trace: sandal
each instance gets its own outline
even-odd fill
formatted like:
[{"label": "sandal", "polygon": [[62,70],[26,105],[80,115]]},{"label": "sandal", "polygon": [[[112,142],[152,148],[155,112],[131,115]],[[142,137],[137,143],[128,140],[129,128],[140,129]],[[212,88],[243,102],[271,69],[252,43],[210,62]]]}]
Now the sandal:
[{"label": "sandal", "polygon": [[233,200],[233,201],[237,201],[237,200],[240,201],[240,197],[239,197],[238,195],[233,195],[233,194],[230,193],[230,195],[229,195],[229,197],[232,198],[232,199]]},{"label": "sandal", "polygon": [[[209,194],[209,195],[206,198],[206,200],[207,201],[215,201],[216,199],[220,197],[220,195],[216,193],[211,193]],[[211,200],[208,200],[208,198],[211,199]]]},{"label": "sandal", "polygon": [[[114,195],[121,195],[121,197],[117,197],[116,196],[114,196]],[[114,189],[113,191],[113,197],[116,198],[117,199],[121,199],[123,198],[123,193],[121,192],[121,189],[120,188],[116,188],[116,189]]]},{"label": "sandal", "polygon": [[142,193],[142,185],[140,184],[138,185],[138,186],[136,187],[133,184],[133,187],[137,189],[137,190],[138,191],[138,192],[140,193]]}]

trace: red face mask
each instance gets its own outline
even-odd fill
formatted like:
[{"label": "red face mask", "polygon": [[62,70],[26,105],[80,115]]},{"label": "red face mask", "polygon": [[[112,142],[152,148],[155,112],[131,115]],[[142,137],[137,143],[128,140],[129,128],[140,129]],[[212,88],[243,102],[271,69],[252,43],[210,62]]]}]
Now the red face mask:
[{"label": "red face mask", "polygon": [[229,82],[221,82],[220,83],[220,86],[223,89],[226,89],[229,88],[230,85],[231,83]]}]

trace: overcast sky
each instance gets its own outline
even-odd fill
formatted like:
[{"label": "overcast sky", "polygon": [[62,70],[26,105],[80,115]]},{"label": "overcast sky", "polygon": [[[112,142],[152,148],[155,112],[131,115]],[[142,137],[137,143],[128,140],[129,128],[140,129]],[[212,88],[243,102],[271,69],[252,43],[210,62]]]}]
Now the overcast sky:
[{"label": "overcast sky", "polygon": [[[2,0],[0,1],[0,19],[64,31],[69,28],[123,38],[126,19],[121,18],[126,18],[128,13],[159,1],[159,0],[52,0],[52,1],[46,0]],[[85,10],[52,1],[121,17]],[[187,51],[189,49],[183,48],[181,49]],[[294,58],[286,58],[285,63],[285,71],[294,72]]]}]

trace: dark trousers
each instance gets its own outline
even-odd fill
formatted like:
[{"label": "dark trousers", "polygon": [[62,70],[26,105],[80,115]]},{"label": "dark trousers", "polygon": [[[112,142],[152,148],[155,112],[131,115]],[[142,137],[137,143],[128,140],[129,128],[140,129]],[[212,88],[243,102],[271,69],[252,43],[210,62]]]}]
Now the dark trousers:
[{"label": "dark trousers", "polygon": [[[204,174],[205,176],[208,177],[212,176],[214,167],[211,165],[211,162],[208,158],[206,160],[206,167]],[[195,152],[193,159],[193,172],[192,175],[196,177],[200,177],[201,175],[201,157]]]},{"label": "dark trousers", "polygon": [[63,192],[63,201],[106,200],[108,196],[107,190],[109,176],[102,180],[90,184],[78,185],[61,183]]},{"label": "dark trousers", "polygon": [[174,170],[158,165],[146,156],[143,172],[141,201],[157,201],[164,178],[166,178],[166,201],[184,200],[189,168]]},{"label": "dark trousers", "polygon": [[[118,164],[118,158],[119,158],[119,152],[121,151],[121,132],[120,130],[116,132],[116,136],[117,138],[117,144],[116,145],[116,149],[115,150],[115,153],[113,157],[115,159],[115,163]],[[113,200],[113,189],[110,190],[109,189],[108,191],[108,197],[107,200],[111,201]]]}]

Your objective
Find every line in the listing above that contains the string "dark" and copy each one out. Case counts, so match capitals and lowercase exactly.

Written answer
trace: dark trousers
[{"label": "dark trousers", "polygon": [[62,70],[26,105],[80,115]]},{"label": "dark trousers", "polygon": [[[112,142],[152,148],[155,112],[131,115]],[[142,137],[137,143],[128,140],[129,128],[140,129]],[[212,88],[243,102],[271,69],[252,43],[210,62]]]}]
Now the dark trousers:
[{"label": "dark trousers", "polygon": [[[204,174],[205,176],[208,177],[212,176],[214,167],[211,165],[211,162],[208,158],[206,160],[206,167]],[[195,152],[193,159],[193,172],[192,175],[196,177],[200,177],[201,175],[201,157]]]},{"label": "dark trousers", "polygon": [[63,192],[63,201],[106,200],[108,196],[107,190],[109,176],[102,180],[90,184],[78,185],[61,183]]},{"label": "dark trousers", "polygon": [[174,170],[158,165],[146,156],[143,172],[141,201],[157,201],[164,178],[166,178],[166,201],[184,200],[189,168]]},{"label": "dark trousers", "polygon": [[[118,164],[118,158],[119,158],[119,152],[121,151],[121,132],[120,130],[116,132],[116,136],[117,138],[117,144],[116,145],[116,149],[115,150],[115,153],[113,157],[115,159],[115,163]],[[113,200],[113,189],[110,190],[109,189],[108,191],[108,197],[107,200],[111,201]]]}]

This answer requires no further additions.